What to work on: Reproduce, word for word, the stretch of the passage on Evans's project from "Evans concedes that" through "calls Russellian thoughts.".

Document section:
Evans's project edit

Evans concedes that names do not in general have descriptive meanings (although he contends that they could, in some cases), but argues that the proponents of the new theory had much too simplistic a view. He argues for what he calls Russell's principle: that a person cannot be thinking about an object unless he knows, in some non-trivial way, which object he is thinking about. In particular, Evans argues that a person must have a "discriminating conception" of the object (1982, p. 65).

From Russell's work, Evans also draws the point that some of the thoughts one has (thoughts about objects one is perceiving, for example) are such that if their object did not exist it would not be possible to think that thought at all. These he calls Russellian thoughts.

He then claims that a certain version of the new theory, which he calls the photograph model of mental representation (1982, p. 78), violates Russell's principle. According to the photograph model, "the causal antecedents of the information involved in a mental state... are claimed to be sufficient to determine which object the state concerns" (1982, p. 78). (The view is so named because it is similar to the view many people take on how a photograph comes to be about something.) Thus, on the photograph model, contrary to Russell's principle, one may have a thought about some object without discriminating knowledge of that object, just so long as the mental state is caused in the appropriate way (for example, perhaps by some sort of causal chain that originates with the object).

Material provided:
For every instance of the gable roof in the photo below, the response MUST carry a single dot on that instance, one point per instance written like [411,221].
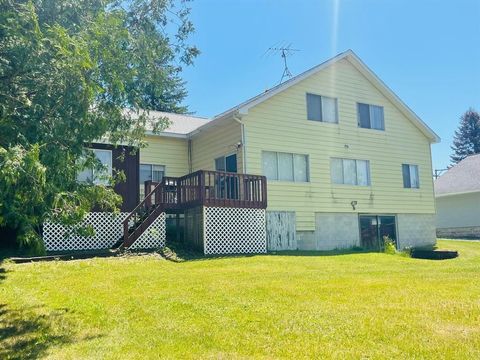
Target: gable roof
[359,65]
[464,177]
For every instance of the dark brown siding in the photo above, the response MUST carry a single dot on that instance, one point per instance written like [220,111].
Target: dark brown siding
[126,159]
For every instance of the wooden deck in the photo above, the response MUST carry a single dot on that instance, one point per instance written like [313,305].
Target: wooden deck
[209,188]
[201,188]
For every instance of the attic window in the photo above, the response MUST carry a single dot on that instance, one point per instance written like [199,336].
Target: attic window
[370,116]
[322,108]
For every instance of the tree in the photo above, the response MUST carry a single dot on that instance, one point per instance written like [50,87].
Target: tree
[466,140]
[69,69]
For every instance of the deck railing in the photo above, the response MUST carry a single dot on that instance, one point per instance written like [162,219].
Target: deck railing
[209,188]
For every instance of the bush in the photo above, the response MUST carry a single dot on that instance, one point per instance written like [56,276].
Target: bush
[389,246]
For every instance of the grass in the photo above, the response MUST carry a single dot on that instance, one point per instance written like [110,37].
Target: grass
[359,305]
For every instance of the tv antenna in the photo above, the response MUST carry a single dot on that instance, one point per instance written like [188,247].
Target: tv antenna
[285,52]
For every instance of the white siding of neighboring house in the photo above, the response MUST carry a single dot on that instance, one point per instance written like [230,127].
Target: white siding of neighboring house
[456,211]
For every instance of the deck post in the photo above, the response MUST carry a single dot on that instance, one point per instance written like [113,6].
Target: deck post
[177,226]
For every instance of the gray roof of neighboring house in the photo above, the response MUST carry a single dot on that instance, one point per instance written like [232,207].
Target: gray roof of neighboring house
[180,123]
[464,177]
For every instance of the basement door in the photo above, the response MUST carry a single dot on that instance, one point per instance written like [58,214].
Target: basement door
[374,227]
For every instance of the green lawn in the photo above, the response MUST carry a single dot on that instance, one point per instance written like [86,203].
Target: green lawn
[272,306]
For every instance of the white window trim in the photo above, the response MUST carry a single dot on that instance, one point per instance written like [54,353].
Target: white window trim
[293,167]
[110,167]
[151,169]
[224,161]
[410,174]
[321,100]
[94,179]
[370,115]
[369,174]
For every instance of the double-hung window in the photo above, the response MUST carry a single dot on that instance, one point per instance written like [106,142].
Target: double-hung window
[370,116]
[322,108]
[350,172]
[150,172]
[410,176]
[101,175]
[285,166]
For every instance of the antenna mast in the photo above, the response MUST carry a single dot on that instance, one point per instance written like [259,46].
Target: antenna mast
[284,52]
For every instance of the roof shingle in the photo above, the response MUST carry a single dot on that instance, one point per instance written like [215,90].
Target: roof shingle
[461,178]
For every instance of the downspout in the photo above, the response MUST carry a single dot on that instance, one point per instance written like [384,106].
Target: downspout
[244,142]
[190,161]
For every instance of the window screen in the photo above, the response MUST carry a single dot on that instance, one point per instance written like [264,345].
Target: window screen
[370,117]
[329,110]
[285,166]
[350,172]
[314,107]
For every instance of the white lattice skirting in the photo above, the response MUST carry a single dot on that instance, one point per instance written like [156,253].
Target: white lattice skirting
[234,230]
[108,230]
[154,236]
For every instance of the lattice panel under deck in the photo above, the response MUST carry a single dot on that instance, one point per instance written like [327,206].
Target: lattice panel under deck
[234,231]
[108,230]
[154,236]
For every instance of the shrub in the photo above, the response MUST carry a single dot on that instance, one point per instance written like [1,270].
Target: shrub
[389,245]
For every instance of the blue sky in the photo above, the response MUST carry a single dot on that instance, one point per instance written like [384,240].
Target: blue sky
[426,51]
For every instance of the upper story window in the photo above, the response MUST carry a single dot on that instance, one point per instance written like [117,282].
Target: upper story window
[151,172]
[350,172]
[322,108]
[98,176]
[226,163]
[370,116]
[285,166]
[410,176]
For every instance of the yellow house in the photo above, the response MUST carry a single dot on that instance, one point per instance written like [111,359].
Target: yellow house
[346,162]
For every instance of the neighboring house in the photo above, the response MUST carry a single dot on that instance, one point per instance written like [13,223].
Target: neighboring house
[346,162]
[457,194]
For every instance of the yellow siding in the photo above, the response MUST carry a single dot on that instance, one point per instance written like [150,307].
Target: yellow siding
[171,152]
[280,124]
[218,140]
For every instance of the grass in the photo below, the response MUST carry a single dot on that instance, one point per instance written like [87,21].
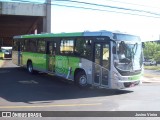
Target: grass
[152,67]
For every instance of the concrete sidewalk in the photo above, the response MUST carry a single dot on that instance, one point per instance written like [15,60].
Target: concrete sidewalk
[146,79]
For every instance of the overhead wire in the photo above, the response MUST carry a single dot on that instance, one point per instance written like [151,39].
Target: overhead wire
[113,7]
[129,11]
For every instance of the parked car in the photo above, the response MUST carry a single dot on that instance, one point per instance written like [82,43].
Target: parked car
[150,62]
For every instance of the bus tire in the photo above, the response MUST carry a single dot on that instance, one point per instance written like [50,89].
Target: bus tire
[30,67]
[81,79]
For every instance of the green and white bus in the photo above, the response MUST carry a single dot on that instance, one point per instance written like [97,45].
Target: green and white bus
[102,59]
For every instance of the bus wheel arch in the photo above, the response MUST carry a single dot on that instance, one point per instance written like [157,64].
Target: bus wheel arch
[30,66]
[80,78]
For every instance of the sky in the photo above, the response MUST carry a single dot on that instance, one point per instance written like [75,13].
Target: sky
[69,19]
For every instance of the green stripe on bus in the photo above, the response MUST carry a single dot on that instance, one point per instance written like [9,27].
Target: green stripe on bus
[38,59]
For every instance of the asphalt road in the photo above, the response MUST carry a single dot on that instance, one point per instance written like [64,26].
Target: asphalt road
[21,91]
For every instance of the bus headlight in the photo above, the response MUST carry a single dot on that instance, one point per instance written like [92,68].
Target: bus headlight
[116,76]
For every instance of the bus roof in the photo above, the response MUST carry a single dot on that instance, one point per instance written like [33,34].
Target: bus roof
[73,34]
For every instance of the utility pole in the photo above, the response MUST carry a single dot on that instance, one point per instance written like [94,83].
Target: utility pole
[47,18]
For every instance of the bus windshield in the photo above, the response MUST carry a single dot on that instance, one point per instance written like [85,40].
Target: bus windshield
[128,56]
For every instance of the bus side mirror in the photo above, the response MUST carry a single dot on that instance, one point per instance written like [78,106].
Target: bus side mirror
[114,50]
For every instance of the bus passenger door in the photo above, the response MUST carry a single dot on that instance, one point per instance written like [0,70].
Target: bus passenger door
[101,65]
[51,46]
[16,53]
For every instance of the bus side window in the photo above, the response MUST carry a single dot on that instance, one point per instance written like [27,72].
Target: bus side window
[83,47]
[67,46]
[41,47]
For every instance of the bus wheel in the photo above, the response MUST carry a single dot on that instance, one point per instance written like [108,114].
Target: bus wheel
[81,79]
[30,67]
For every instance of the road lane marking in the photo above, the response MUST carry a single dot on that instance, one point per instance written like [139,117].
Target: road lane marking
[56,105]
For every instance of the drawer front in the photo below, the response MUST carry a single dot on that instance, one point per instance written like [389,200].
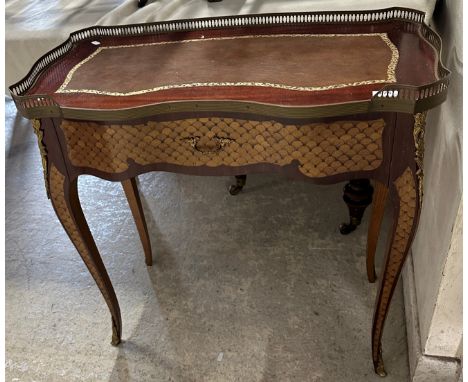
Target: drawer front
[322,149]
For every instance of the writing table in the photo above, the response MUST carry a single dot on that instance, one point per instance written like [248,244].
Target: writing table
[325,96]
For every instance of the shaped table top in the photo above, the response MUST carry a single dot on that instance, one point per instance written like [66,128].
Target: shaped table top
[293,61]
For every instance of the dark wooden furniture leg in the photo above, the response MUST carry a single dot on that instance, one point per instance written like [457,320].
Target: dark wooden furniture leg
[357,195]
[133,197]
[378,207]
[64,197]
[234,189]
[406,193]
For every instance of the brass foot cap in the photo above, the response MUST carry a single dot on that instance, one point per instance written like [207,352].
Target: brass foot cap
[380,371]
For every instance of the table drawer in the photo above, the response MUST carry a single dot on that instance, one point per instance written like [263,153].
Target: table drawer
[322,149]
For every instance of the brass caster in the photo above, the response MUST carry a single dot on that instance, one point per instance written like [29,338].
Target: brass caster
[380,371]
[380,368]
[234,189]
[347,228]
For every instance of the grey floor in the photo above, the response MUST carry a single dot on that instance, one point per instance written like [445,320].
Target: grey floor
[258,287]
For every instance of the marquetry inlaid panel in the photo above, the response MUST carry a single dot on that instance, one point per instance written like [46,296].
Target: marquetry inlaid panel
[321,149]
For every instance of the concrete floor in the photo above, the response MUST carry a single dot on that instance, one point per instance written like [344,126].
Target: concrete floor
[258,287]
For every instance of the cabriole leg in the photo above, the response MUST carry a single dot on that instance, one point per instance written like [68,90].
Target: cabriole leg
[378,209]
[133,197]
[406,209]
[64,197]
[357,195]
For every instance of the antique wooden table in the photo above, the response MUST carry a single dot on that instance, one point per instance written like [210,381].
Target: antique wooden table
[327,96]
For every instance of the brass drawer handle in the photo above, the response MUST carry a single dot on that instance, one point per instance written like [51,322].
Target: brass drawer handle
[220,144]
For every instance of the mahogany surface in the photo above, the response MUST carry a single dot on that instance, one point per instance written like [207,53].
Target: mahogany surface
[301,104]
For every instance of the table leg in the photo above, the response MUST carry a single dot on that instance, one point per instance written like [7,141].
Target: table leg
[404,196]
[234,189]
[64,197]
[357,195]
[133,197]
[378,206]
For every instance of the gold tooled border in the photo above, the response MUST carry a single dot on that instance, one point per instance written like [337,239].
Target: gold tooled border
[391,78]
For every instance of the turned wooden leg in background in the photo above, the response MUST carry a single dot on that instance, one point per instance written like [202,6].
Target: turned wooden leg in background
[406,209]
[378,208]
[133,197]
[240,183]
[64,197]
[357,195]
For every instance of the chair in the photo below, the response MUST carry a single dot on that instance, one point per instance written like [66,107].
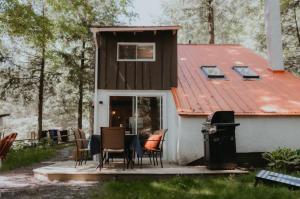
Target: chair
[154,146]
[112,141]
[81,144]
[5,145]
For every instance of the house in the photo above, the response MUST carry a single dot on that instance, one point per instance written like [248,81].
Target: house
[145,81]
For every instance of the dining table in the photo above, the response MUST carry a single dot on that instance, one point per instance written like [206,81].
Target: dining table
[132,147]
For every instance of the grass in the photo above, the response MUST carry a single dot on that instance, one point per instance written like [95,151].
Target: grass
[231,187]
[26,157]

Complete answer:
Evans concedes that names do not in general have descriptive meanings (although he contends that they could, in some cases), but argues that the proponents of the new theory had much too simplistic a view. He argues for what he calls Russell's principle: that a person cannot be thinking about an object unless he knows, in some non-trivial way, which object he is thinking about. In particular, Evans argues that a person must have a "discriminating conception" of the object (1982, p. 65).

From Russell's work, Evans also draws the point that some of the thoughts one has (thoughts about objects one is perceiving, for example) are such that if their object did not exist it would not be possible to think that thought at all. These he calls Russellian thoughts.